Items from a dataset
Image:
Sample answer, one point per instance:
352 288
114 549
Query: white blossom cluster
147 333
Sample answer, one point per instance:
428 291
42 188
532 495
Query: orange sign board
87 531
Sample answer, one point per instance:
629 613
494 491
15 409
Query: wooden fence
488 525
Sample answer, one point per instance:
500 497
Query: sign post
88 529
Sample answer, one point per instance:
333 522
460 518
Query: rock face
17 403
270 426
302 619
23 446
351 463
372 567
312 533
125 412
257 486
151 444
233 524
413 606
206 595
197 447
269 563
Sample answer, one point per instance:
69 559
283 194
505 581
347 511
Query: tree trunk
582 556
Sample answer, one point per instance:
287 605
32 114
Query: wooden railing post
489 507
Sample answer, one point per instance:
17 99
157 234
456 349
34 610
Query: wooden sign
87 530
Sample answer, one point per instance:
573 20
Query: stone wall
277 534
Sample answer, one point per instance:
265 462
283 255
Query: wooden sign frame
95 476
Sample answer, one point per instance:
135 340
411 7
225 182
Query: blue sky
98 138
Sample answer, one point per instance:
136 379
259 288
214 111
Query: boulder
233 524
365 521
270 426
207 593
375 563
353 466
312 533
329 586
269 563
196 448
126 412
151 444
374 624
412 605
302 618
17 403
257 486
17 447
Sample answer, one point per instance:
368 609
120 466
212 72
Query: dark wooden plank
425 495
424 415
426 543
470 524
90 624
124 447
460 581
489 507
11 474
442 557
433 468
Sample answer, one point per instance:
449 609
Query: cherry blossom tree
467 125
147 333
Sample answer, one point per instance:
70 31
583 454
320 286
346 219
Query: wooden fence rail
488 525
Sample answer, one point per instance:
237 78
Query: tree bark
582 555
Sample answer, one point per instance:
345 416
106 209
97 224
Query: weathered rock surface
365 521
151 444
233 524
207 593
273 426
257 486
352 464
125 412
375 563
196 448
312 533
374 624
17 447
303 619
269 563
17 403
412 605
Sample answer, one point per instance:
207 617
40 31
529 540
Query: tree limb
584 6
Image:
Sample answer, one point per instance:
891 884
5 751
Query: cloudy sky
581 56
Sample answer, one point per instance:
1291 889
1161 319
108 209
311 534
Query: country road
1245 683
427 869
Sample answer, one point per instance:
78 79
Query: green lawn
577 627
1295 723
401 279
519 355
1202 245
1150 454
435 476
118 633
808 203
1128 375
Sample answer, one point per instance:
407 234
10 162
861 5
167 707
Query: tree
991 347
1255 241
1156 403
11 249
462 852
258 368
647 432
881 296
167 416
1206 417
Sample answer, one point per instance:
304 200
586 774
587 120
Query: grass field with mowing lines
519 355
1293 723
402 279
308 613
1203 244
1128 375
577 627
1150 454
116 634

- **TASK TO CARRY OUT**:
Extract the full listing and reproduce each line exactly.

- **ANSWER TO THIS TASK**:
Image:
Sample answer, one point per instance:
352 288
114 549
Query: white blossom cluster
147 333
Sample answer, one point per instance:
428 291
42 188
532 495
Query: orange sign board
87 531
Sample answer, one point per instance:
629 613
494 491
15 409
Query: wooden fence
488 525
Sample answer, one point per instance:
500 497
Query: sign post
88 529
Sample answer, one point per instance:
333 522
460 518
Query: rock face
17 403
270 426
302 619
23 446
351 463
372 567
312 533
125 412
257 486
151 444
233 524
413 606
206 595
197 447
269 563
Sample answer, one point per instance:
69 559
283 194
505 581
347 511
Query: tree trunk
582 556
Sample answer, one point per instance:
287 605
32 114
Query: wooden railing post
489 507
Sample answer, one point per instance:
17 99
157 234
456 349
34 610
Query: wooden sign
87 530
Sample answer, one point per instance:
573 20
Query: stone wall
277 534
Sample answer, one point per instance:
265 462
283 255
Query: wooden sign frame
95 476
Sample answer, one point per instance:
135 340
411 7
225 182
Query: blue sky
98 138
Sample answer, one point per instance:
136 379
259 288
214 111
Query: boulder
233 524
365 521
270 426
207 593
375 563
353 466
312 533
329 586
269 563
196 448
126 412
151 444
374 624
412 605
302 618
17 403
257 486
17 447
Sample answer, one point per instance:
368 609
120 466
212 72
Query: dark wooden plank
425 495
424 415
426 543
470 524
90 624
124 447
460 581
489 507
11 474
442 557
433 468
Sample answer, one point per instance:
449 609
Query: cherry blossom tree
467 125
147 333
Sample answer, one point per instance:
70 31
583 454
320 286
346 219
Query: wooden fence rail
488 525
Sample answer, one point per instance:
237 78
Query: tree bark
582 555
Sample answer, one point per instance:
345 416
106 209
97 224
Query: weathered rock surface
365 521
151 444
233 524
207 593
273 426
257 486
352 464
125 412
375 563
196 448
312 533
374 624
17 447
303 619
269 563
17 403
412 605
Sample answer, one point per instance:
207 617
40 31
529 540
Query: tree limb
584 6
Image:
Sample answer, one point per instance:
891 884
5 751
Query: cloudy sky
581 56
Sample answer, one point per instance:
1291 889
1161 319
108 209
311 534
Query: country road
1245 683
427 869
Sample answer, one point per instance:
78 79
Query: green lawn
577 627
1295 723
401 279
519 355
1202 245
1150 454
435 476
118 633
808 203
1128 375
Sample answer, one point per instance:
407 234
10 162
861 5
167 707
Query: tree
991 347
1255 241
1156 403
11 249
462 852
258 368
647 432
881 296
167 416
1206 417
Sample answer, one point per instance:
304 200
586 774
587 120
Query: grass field with mowing lines
519 355
1293 723
402 279
308 613
1203 244
1128 375
577 627
1150 454
116 634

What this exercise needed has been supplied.